++++ Document ++++

The students’ initial response to a departmental COI statement—“How is this not already a thing?”—reflected both their understanding of the conditions of power that govern academia and their assumption that professors had professional ethics that would guide their behavior with students. But unlike many other professionals, we do not. This deficiency perhaps results because professors are not explicitly trained to teach nor does the teacher training we are offered “include the ethical issues of professor-student relationships.”14 Our professional organizations have also elected not to prioritize professional ethics in our work with students.15 Our students were calling out this professional failure to take responsibility for the power, trust, and authority with which we are invested in relation to them.16

“People, it’s simple: just don’t have sex with your students.”
–undergraduate student committee representative

In our consultations, faculty expressed concern that a departmental statement on COIs would be complicated to manage, but this student saw clearly that it is the instructor who brings complication, conflict, and potential harm into the learning environment when they have a personal relationship with a student. It is therefore incumbent on faculty to consider what it really means to consent to a relationship or a culture in which our own internal conflicts—between our professional roles and responsibilities and our personal relations—are potential impingements on students’ access to equitable conditions of learning. For this student, the issue with instructor-student relations is not whether a student can consent but whether an instructor can or should consent to bringing these complications into the learning environment.

“These relationships should not exist if we can’t be honest about them.”

++++ Rows ++++

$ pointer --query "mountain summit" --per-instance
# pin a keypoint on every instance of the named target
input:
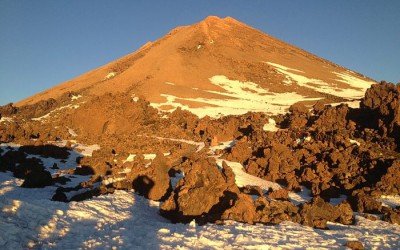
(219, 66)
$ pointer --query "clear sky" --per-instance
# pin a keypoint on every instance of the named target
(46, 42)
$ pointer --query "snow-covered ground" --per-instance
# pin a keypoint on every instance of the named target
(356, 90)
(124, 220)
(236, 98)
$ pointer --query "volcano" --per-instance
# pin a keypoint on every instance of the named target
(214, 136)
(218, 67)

++++
++++ Rows ++++

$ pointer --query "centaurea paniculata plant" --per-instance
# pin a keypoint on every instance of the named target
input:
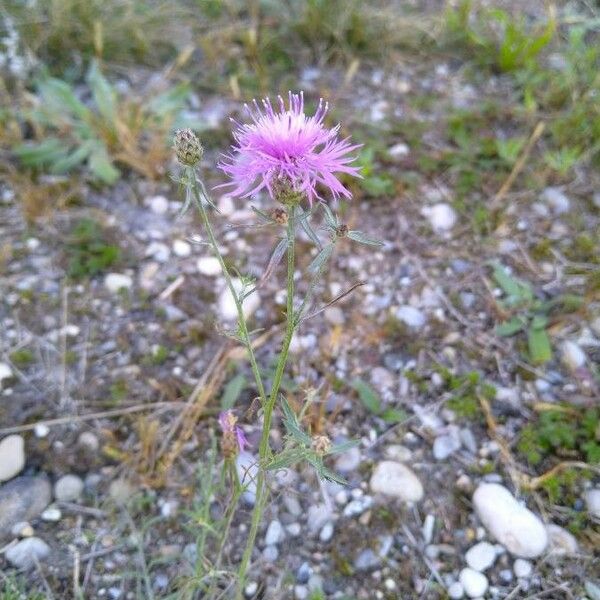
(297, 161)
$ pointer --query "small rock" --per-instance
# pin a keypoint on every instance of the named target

++++
++++ Rows ++++

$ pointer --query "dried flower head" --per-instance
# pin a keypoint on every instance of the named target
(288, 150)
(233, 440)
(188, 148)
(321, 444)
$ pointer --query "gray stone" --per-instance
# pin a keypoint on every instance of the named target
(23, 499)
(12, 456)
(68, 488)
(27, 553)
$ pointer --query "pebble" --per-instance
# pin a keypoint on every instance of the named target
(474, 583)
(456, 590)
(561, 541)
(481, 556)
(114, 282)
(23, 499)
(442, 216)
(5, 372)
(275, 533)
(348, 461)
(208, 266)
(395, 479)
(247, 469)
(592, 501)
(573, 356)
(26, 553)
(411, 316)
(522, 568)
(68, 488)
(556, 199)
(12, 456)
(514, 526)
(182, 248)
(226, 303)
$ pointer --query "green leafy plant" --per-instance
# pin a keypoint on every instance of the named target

++++

:: Task A ::
Report every line in the records that contains the string "pointer", matching case exactly.
:: Task B ::
Write what comes next in the passage on professor-student relationships and conflicts of interest, beginning right after its final line.

:: Task result A ::
$ pointer --query "mountain summit" --per-instance
$ pointer --query "clear sky" --per-instance
$ pointer --query "snow-covered ground" --per-instance
$ pointer --query "volcano" --per-instance
$ pointer --query "centaurea paniculata plant" --per-instance
$ pointer --query "small rock" --per-instance
$ pointer --query "dried flower head" --per-instance
$ pointer --query "gray stone" --per-instance
$ pointer --query "pebble" --per-instance
$ pointer --query "green leafy plant" --per-instance

:: Task result B ::
–survey response from an undergraduate student

Some instructors worry that if consensual relations are permitted as an allowable conflict and as such are disclosed and managed, the private—sexual partners, sexual orientations—will be unnecessarily made public. But it is the relationship itself, not the disclosure of it, that brings the private into the public space of the learning environment. This student’s comment challenges us to see that our desire to keep our private lives separate from our work lives suggests that we know these things are or can be in conflict when they mix and that harm—to the individual student or to third parties—can result.17 Disclosure does not cause the conflict but rather allows it to be managed to protect all students and the learning environment. A COI policy puts the burden of disclosure on the instructor when a relationship begins rather than on the student when and if they feel coerced, experience harm, and/or revoke their consent and the relationship turns to sexual violence.

“I heard stuff along those lines before . . . and I’ve heard more since being
here, always second-hand via various whisper-networks.”

–survey response from a former graduate student
who is now a contract instructor

This remark tells us that graduate students are talking about these issues with each other but not necessarily with faculty members; of all the constituencies in the department, graduate students shared their views least frequently during our consultation about COIs. In light of recent conversations about graduate education and exploitation, paying attention to silence is crucial.18 The silence itself raises numerous questions: Are the conflicts that consensual relationships present intensified for graduate students, given that they often occupy dual roles as instructors and students? Might their silence indicate a multiple precarity of entering into such a conversation in hierarchical spaces that exploit their labor under the guise of funding while also imagining them as “junior colleagues,” despite the gutting of the academic job market? Might speaking out risk opposing and alienating a supervisory committee member or a member of a scholarship committee? In other words, the silences of graduate students may index conflicts to which they have not affirmatively consented yet in which they are nonetheless entangled.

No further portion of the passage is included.